* Exercise instructions *
Retype the following records exactly and exclude the pictures.

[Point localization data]
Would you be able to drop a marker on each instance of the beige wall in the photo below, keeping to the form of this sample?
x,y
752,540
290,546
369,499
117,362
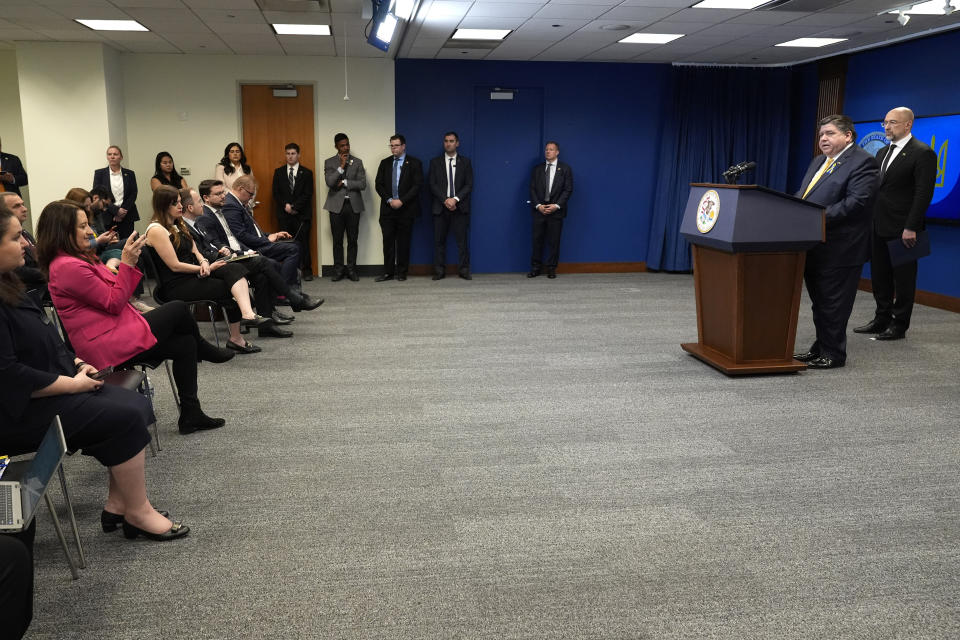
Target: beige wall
x,y
64,115
189,105
11,126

* Answer to this exercise *
Would you be able to drop a marker on each instance of the beige wall in the photo below, keeping to the form of this sample?
x,y
752,540
290,546
369,499
117,362
Target: beige wall
x,y
64,115
189,105
11,126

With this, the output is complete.